Exercise :: Emit a verbatim copy of the lines running from the line with "Q: innermost point of each instance of the brown" through the end of the material below.

Task inputs ::
##########
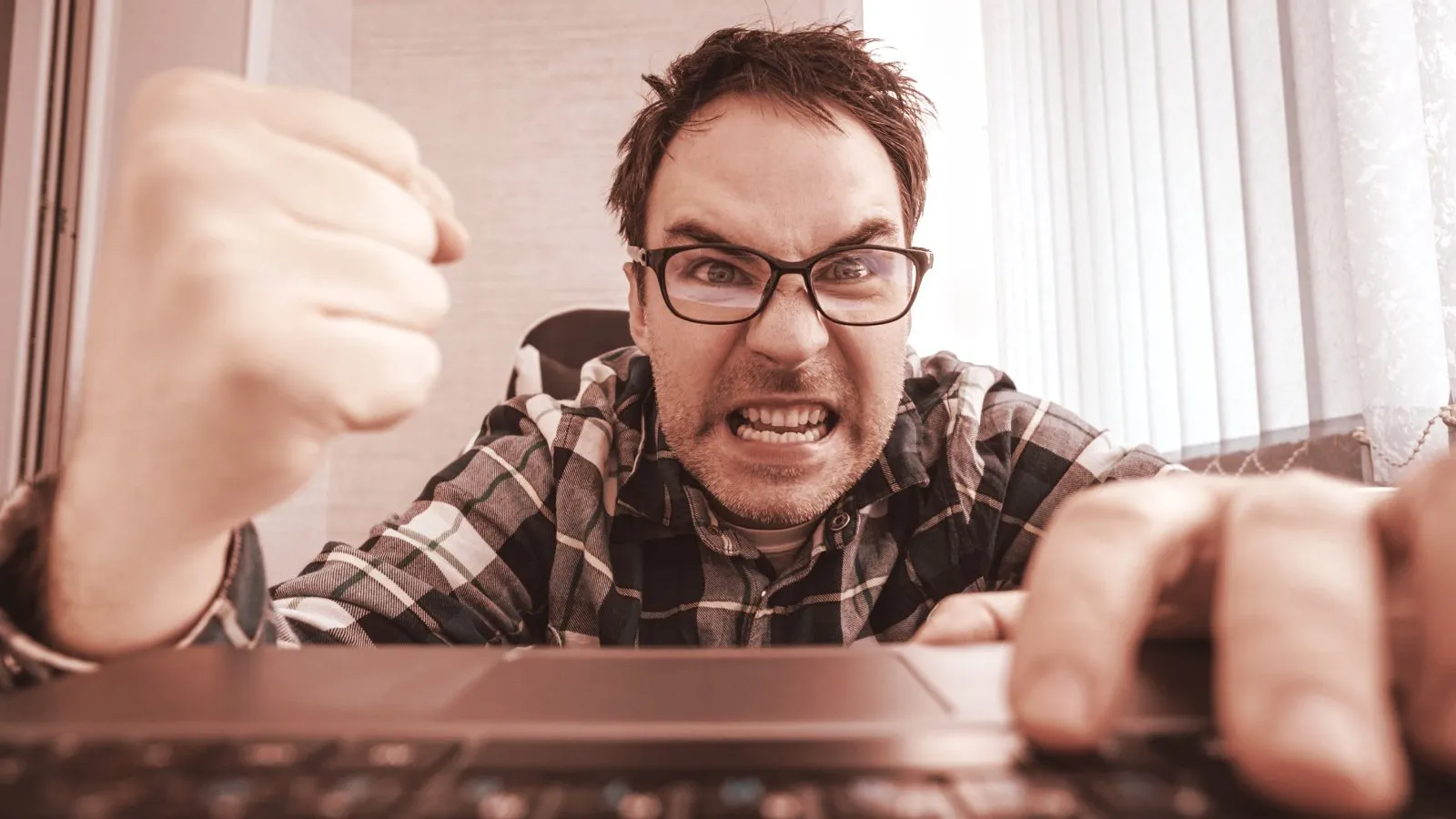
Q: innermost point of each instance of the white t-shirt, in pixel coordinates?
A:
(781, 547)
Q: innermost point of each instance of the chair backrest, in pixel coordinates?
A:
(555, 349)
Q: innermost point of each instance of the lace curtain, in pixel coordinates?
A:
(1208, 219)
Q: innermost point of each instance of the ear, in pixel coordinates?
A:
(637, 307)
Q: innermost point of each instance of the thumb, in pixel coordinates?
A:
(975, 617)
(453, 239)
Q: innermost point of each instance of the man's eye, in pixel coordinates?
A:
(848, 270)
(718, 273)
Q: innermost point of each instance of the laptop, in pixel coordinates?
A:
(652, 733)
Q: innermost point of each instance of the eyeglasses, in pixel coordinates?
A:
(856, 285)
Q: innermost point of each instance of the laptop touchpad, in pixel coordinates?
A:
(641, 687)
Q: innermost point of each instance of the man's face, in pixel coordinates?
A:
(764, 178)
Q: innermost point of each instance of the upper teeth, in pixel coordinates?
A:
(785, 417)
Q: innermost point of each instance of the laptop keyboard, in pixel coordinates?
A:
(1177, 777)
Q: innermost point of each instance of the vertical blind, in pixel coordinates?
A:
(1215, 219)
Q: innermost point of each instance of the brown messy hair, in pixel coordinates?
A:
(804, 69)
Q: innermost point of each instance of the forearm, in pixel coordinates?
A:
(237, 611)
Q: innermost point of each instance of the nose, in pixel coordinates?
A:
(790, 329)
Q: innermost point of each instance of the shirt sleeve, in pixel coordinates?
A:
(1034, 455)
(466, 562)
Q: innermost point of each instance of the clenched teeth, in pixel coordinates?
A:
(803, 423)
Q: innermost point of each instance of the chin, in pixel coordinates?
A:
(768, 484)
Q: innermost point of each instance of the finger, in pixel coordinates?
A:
##########
Output below ::
Q: innermost point of each instance of the brown messy hair, in pixel coordinates?
A:
(804, 69)
Q: innermost point of each instance of the forearm, in pixel coordinates?
A:
(237, 611)
Q: innermost point of each instance of the nose, in pixel coordinates?
A:
(790, 329)
Q: innermost point of each instance of the shirt sleeve, in pixel coordinates?
A:
(1034, 455)
(466, 562)
Q: innermost point of each instance of the clenched teeth, in pixel coordinates?
A:
(803, 423)
Q: innermost point of each instance of the chin, in pixel coordinates?
A:
(768, 484)
Q: innermost point of each instance of the finger, in pixel coordinates?
A:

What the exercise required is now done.